Ertuğrul Erdoğan

Herşeyden önce basketbolun Okan Böke'sini bulmamız gerekiyor ama onu becerek ve isteyecek bir yönetimimiz yok. Aslında Hakan Üstünberk var ama...
 
Yuh artık. Ertuğrul Erdoğan gitsin diyenleri ufaktan Mahmuti'yi istemeyenlere benzetiyorum.

Bu kadar dar bütçeyle tabiki elindeki oyuncuyu motive eden cümleler kuracak basının karşısında. Ne demesini bekliyordunuz? "Ya aslında Lazeric çöp ama aldık bir kere işte" demesini falan mı?
 
Kim diyor gitsin? Kim gelecek yerine? Boş muhabbetler. Basketbolda ciddi bütçelere çıkabilecek duruma gelene kadar böyle idare edeceğiz.
 
Kim diyor gitsin? Kim gelecek yerine? Boş muhabbetler. Basketbolda ciddi bütçelere çıkabilecek duruma gelene kadar böyle idare edeceğiz.
Ben diyorum gitsin diye ve bunu da geçen sezon bittiğinden beri söylüyorum. Yerine gelebilecek adayları da kendi adıma yazıyorum ama yazmasam da farketmez. Kimse buradaki herhangi bir muhabbeti kendince boş muhabbet olarak nitelendiremez.

sizdeki bu kafalarla küçük ve sorunsuz bir şube olsun yeter düşüncesiyle ne başarı gelir ne de bir gün yüksek bütçelere çıkılabilir. Galatasaray basketbolda ciddi bir geri adım atmış durumda. Bir dönem Euroleague oynarken şimdi annemizin liginde oynuyoruz. Bunun da sebebi Mustafa Cengiz, dursun Özbek ve benzerleri yönetimler ve bu kafa yapısıdır.

bu düşüncedeki arkadaşlar ve yöneticiler futbol izlemeye devam etsin ama basketbolu kendilerine oyuncak etmesinler.

# [Ham veri]

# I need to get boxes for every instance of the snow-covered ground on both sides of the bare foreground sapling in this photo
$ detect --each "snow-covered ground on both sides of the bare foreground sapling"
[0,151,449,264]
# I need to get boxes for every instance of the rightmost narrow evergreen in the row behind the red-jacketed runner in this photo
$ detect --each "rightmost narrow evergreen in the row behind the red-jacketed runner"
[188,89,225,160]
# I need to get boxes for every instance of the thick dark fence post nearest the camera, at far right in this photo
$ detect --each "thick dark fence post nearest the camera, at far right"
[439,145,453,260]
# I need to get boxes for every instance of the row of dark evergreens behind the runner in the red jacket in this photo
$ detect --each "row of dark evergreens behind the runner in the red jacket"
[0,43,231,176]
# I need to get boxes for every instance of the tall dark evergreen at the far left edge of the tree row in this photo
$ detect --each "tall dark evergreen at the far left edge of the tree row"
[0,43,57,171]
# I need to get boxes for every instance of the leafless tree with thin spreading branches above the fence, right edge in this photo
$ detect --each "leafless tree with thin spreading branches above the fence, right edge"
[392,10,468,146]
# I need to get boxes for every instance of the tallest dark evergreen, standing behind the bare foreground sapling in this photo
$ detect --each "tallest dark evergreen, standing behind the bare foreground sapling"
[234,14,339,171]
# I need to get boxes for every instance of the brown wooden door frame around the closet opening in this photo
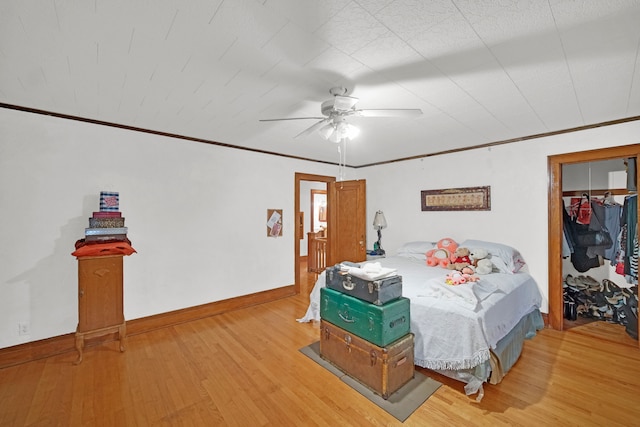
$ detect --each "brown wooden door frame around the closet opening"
[547,144,640,345]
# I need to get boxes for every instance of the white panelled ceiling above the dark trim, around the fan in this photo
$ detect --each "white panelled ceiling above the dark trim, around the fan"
[0,0,640,166]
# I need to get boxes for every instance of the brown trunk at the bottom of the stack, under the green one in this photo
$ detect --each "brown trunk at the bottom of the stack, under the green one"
[320,319,415,399]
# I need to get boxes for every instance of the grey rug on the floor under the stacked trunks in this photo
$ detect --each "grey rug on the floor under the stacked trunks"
[300,341,442,422]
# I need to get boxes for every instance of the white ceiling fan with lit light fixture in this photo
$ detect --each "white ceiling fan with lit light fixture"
[260,87,422,142]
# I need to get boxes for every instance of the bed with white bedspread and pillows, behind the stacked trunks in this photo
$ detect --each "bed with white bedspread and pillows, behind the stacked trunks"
[298,240,543,400]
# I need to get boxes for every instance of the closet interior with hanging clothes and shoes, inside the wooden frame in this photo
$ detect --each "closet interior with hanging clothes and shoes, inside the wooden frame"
[562,158,638,339]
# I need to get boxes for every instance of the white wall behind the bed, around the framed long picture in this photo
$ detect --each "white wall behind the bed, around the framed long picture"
[358,121,640,312]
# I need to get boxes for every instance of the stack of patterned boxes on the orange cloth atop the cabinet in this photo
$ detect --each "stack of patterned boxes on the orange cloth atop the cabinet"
[84,191,127,243]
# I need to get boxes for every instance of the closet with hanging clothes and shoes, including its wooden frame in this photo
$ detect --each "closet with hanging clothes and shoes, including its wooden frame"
[548,145,640,352]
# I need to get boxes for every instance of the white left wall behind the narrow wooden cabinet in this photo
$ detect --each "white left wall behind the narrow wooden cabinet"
[0,109,344,348]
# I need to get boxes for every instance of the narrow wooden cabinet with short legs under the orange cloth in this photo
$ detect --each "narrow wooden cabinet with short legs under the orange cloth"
[75,255,126,364]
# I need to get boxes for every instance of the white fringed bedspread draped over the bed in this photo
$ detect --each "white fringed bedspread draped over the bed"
[298,256,542,370]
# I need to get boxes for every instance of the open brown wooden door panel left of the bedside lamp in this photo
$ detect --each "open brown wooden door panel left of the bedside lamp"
[327,180,367,265]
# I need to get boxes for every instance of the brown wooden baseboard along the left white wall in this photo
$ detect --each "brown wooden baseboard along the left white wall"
[0,285,295,369]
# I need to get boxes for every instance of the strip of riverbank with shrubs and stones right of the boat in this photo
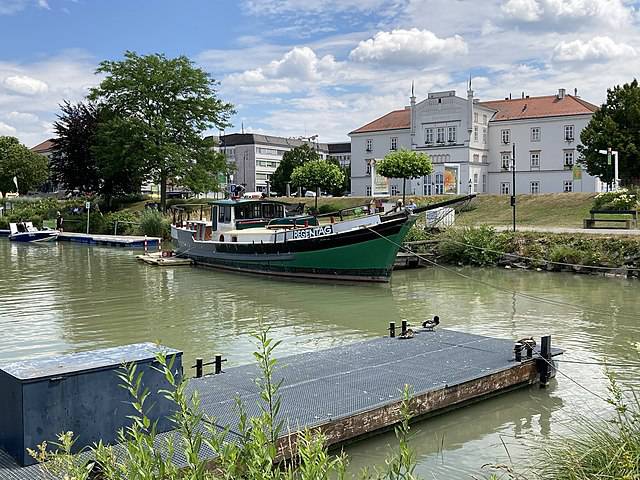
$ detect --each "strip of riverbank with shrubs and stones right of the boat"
[408,226,640,278]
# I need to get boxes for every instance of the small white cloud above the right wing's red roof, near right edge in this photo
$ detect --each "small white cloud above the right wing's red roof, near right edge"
[553,37,637,62]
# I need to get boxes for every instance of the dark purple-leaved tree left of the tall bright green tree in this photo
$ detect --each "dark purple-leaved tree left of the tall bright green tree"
[51,101,101,193]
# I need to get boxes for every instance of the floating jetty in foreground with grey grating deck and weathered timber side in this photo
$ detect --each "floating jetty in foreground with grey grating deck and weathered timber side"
[0,326,562,480]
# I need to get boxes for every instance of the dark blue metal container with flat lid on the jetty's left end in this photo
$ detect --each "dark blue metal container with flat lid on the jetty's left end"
[0,343,182,465]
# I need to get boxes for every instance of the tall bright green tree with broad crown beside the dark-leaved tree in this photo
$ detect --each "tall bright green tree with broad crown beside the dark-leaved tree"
[89,51,234,210]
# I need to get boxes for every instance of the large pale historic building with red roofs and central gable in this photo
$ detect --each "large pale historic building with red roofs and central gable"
[349,88,603,196]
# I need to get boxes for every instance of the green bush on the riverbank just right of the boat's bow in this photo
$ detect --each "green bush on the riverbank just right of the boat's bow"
[438,225,505,266]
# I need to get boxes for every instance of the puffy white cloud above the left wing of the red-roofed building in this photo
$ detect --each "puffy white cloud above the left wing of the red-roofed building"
[349,28,467,65]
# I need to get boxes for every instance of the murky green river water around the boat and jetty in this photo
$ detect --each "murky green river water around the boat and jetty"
[0,239,640,479]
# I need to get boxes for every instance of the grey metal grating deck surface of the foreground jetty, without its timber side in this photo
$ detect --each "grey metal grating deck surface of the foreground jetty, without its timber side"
[0,330,559,480]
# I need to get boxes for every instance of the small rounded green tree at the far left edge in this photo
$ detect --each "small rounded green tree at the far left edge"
[0,137,49,198]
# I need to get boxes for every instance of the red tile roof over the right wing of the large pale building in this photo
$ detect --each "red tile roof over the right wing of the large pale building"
[480,95,598,121]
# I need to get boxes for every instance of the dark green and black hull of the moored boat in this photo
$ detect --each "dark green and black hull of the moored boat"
[174,217,415,282]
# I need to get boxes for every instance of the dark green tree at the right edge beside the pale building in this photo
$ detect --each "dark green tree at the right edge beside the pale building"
[578,80,640,184]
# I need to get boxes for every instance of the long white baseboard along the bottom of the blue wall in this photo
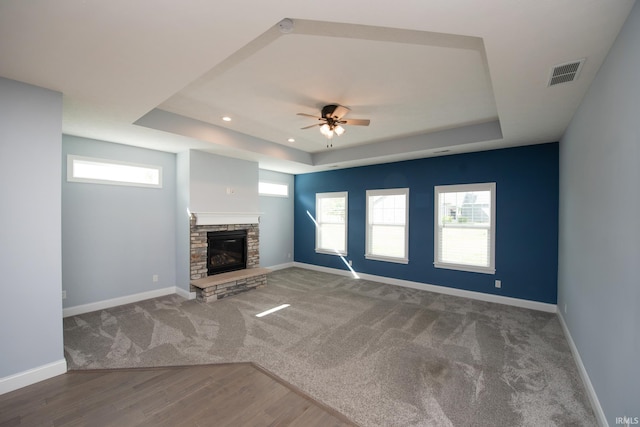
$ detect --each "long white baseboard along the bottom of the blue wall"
[293,262,558,313]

# [Yapılacak iş A]
Ertuğrul Erdoğan tartışmasında "Ben diyorum gitsin" ifadesinden "muhabbet olarak nitelendiremez." ifadesine kadar olan kısmı yeniden yazın. Bunu yaparken "geçen sezon" yerine "önceki sezon" koyun.
# [Yapılacak iş B]
Ertuğrul Erdoğan tartışmasının devamını, son cümleden sonra gelecek şekilde yazın.

# [Görev yanıtı A]
Ben diyorum gitsin diye ve bunu da önceki sezon bittiğinden beri söylüyorum. Yerine gelebilecek adayları da kendi adıma yazıyorum ama yazmasam da farketmez. Kimse buradaki herhangi bir muhabbeti kendince boş muhabbet olarak nitelendiremez.

# [Görev yanıtı B]
Galatasaray basketbol mentalitesi olarak Murat Özyer’in koç olduğu dönemden bile geridedir şu anda. Cafe crown’ı bile arar durumdayız bence. Bu zihniyetteki arkadaşlar ve yönetimler biraz daha çabalarsa Halil üner’li günlere ve o zihniyetlere geri dönmemiz çok uzak olmaz.
 
O zaman cebinden çıkarıp bir on milyon koy her sene sana zahmet. Basketboldan anlamayan yöneticiler varken ne bekliyorsunuz? Sorunun koçda olmadığını göremiyor musunuz?
 
O zaman cebinden çıkarıp bir on milyon koy her sene sana zahmet. Basketboldan anlamayan yöneticiler varken ne bekliyorsunuz? Sorunun koçda olmadığını göremiyor musunuz?
Sorun elbette önce yönetimde. Hep diyorum önce yönetim değişmeli sonra koç diye ama yönetim gitmiyorsa koçun değişmesine de hayır demem. Yoksa tabi ki ilk sorun Koç değil yapı kötü ama bu yapının sorumlusu da bu yönetim.

bir holding sahibi olsaydım koyardım on milyon basketbolun yönetimini de bana verin derdim. Emin ol bugünden çok daha iyi olurdu. Bu dediğimi Ünal Aysal yapmak istedi sponsor ol baskılarına istinaden ama beyzadeler diyor ki parayı sen ver ama biz harcayalım böyle bir dünya yok :)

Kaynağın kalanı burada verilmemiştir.